-- START OF MATERIAL TO PROCESS --

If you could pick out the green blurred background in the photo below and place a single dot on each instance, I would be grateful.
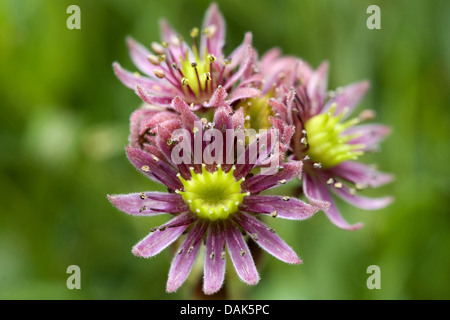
(64, 124)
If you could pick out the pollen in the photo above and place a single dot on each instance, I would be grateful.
(328, 144)
(212, 195)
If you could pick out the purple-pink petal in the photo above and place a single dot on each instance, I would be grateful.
(317, 193)
(214, 267)
(148, 203)
(267, 239)
(317, 87)
(185, 257)
(240, 255)
(277, 206)
(215, 42)
(362, 202)
(262, 182)
(154, 168)
(360, 174)
(162, 237)
(369, 135)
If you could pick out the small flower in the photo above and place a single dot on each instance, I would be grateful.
(212, 203)
(195, 72)
(327, 141)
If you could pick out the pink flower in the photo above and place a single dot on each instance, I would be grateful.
(325, 139)
(196, 72)
(211, 202)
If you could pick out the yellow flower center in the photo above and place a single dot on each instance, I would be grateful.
(214, 195)
(327, 145)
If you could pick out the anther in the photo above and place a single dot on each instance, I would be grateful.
(194, 32)
(157, 48)
(359, 186)
(159, 73)
(211, 58)
(184, 82)
(153, 59)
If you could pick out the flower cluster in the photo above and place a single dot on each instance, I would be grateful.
(217, 130)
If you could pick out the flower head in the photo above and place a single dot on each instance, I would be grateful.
(213, 202)
(326, 139)
(193, 72)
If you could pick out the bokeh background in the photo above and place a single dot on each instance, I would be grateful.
(64, 124)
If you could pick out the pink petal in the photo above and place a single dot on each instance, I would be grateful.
(214, 269)
(369, 134)
(361, 201)
(241, 255)
(359, 173)
(154, 168)
(185, 257)
(213, 18)
(280, 207)
(317, 87)
(148, 203)
(161, 238)
(317, 193)
(261, 182)
(267, 239)
(243, 93)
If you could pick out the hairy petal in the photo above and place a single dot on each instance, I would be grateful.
(267, 239)
(240, 255)
(184, 258)
(161, 238)
(281, 207)
(214, 268)
(361, 174)
(215, 42)
(148, 203)
(317, 193)
(262, 182)
(154, 168)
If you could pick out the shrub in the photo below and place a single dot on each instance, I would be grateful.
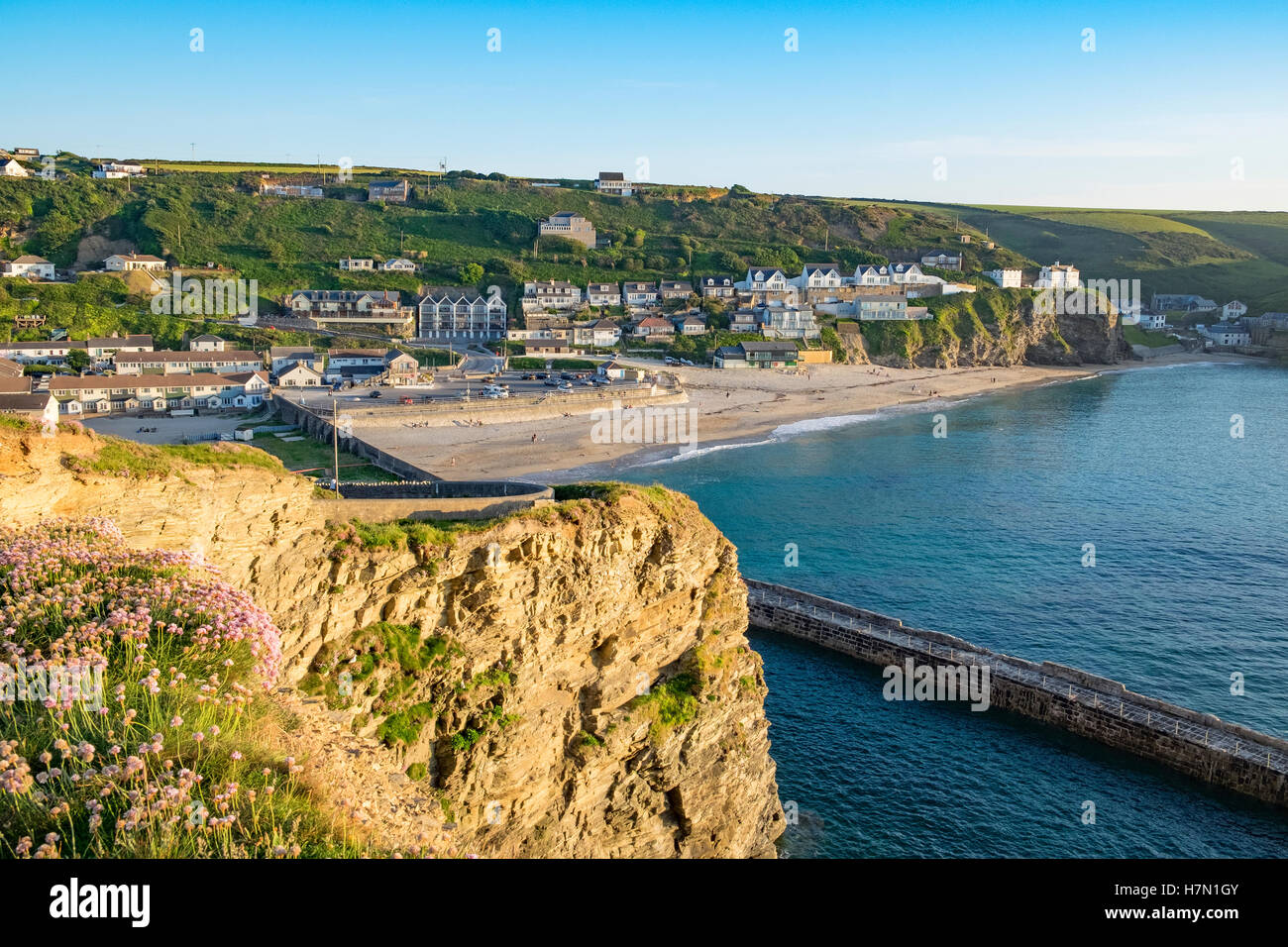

-- END OF MATERIAL TO PROCESS --

**PROBLEM STATEMENT:**
Copy out the listing above word for word, from its first line through its last, and omit the pictures.

**REPLY TO THE TASK:**
If you could pick out the green blurred background in the photo below and place a single dot on each instance, I would be grateful.
(64, 124)
If you could pick out the pollen in the photo above and place a single dot on each instance, I would be grateful.
(328, 144)
(212, 195)
If you could pick out the purple-pink petal in the photo above and place a single dot on each instance, I would be grateful.
(317, 193)
(214, 267)
(148, 203)
(267, 239)
(317, 87)
(185, 257)
(240, 255)
(277, 206)
(215, 42)
(362, 202)
(262, 182)
(154, 168)
(360, 174)
(162, 237)
(369, 135)
If you could pick out the small flower in the photo above and place a single dot on each instance, I would be grateful.
(212, 203)
(195, 72)
(327, 141)
If you could pick out the pink flower in the photo above and place a single dot on each instance, I would be grateful.
(325, 139)
(196, 72)
(211, 202)
If you could pick out the yellow flower center in the photo above and place a single dot on each instance, I would be grateful.
(214, 195)
(327, 145)
If you could pick out the anther in the photo above and place a single dot on each instance, I would be grateful.
(194, 32)
(157, 48)
(359, 186)
(159, 73)
(211, 58)
(184, 82)
(153, 59)
If you could pick out the flower cluster in the photo above and place a single dot on each instance, I would be grateful.
(217, 130)
If you could pick out the flower head in the photo above and place a single dot on each instance, I would be grateful.
(213, 202)
(326, 139)
(193, 72)
If you could pick out the bokeh background in the photo above and place a single dot on each instance, I would be grateful.
(64, 124)
If you could pick out the pink petal in the photo above and place a single dot on each instance, I would be grateful.
(214, 269)
(369, 134)
(361, 201)
(241, 255)
(359, 173)
(154, 168)
(185, 257)
(213, 18)
(280, 207)
(317, 87)
(148, 203)
(161, 238)
(317, 193)
(261, 182)
(267, 239)
(243, 93)
If you could pick out the hairy petal in the photo above and place a single dot on each instance, I would be grateful.
(267, 239)
(240, 255)
(184, 258)
(161, 238)
(281, 207)
(214, 268)
(361, 174)
(215, 42)
(148, 203)
(317, 193)
(262, 182)
(154, 168)
If you could pick out the shrub in the photo below and place a single dot on each instance, I would be grateful.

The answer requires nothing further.